Required work -
Would you set down the complete data below, exactly as shown?

▼▼▼

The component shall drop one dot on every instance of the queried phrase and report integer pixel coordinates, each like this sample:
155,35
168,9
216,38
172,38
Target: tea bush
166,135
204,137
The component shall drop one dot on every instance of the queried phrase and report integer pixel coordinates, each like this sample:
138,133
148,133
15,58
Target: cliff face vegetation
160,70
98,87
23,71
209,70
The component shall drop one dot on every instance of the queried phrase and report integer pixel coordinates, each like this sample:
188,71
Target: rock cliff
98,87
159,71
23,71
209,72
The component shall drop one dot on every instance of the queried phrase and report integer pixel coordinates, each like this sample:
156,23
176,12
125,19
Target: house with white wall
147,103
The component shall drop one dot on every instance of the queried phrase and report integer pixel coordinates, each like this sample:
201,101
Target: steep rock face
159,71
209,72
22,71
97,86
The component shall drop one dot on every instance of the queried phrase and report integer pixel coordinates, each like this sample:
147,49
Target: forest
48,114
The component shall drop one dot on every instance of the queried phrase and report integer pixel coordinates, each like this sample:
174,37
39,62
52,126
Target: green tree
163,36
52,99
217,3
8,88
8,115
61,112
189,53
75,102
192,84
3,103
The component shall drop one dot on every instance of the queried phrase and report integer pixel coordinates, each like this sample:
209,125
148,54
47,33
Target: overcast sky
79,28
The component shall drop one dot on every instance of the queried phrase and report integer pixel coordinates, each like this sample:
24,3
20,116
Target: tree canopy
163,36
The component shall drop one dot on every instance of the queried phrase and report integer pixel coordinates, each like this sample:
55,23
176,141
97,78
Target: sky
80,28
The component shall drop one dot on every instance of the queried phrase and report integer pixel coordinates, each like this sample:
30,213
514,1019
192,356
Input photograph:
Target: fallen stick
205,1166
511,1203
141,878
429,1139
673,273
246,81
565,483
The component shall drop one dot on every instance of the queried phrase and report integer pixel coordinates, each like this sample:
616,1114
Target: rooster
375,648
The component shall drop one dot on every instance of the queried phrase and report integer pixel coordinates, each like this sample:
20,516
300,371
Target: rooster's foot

▲▲▲

Solution to this problem -
The component shall drop one dot on every instance of the queried phrase and report integer pixel coordinates, each like this sample:
155,35
168,9
216,38
172,38
Target: tea bush
166,135
204,137
The component shall drop one dot on every instance of the queried phrase and report integer pixel coordinates, each like this sample:
138,133
148,133
15,58
Target: cliff face vegetation
160,70
98,87
23,71
209,70
The component shall drop one dot on every instance of the queried phrase and report integer pixel coordinates, each like this sample:
188,71
Target: rock cliff
98,87
159,71
23,71
209,72
The component shall drop one dot on every instance of the queried phrase and report integer pixel coordinates, each like this sample:
156,23
176,12
125,19
Target: house with white wall
147,103
The component shall drop one dot on every instance of the queried phrase and report integer pixel coordinates, each like this sample:
201,101
Target: steep rock face
159,71
209,72
22,71
97,86
The component shall drop one dot on every instance of the queried phrase and report integer pixel coordinates, each like this sample:
147,49
Target: forest
48,114
The component shall drop one dot on every instance of the queried phrase and report integer pixel coordinates, each like this sample:
174,37
39,62
52,126
Target: green tree
163,36
52,99
217,3
8,88
8,115
61,112
189,53
75,102
192,84
3,103
The component shall drop one dot on every instance of the queried phrase and report integer pixel coordinates, each like this sample:
209,125
148,54
47,33
Target: overcast sky
79,28
The component shall drop one dot on every instance of the queried phrase and report integer pixel coordinates, each like this sample:
24,3
20,116
Target: tree canopy
163,36
The component shall drop one dot on every instance of the queried phrase and report integer pixel coordinates, each like this sample:
55,23
176,141
97,78
Target: sky
80,28
The component shall drop one dot on every instance of the queried phrase and report integer pixel coordinates, each like this sample:
30,213
514,1019
192,356
Input photograph:
Target: fallen stick
205,1166
511,1203
141,878
429,1139
673,273
246,81
565,483
The component shall drop one dot on every instance of the queried phrase and report integer pixel coordinates, each like this sample:
616,1114
Target: rooster
375,648
The component shall drop one dot on every instance of the queried phrase and report integer pixel coordinates, each like this sample:
20,516
300,371
Target: rooster's foot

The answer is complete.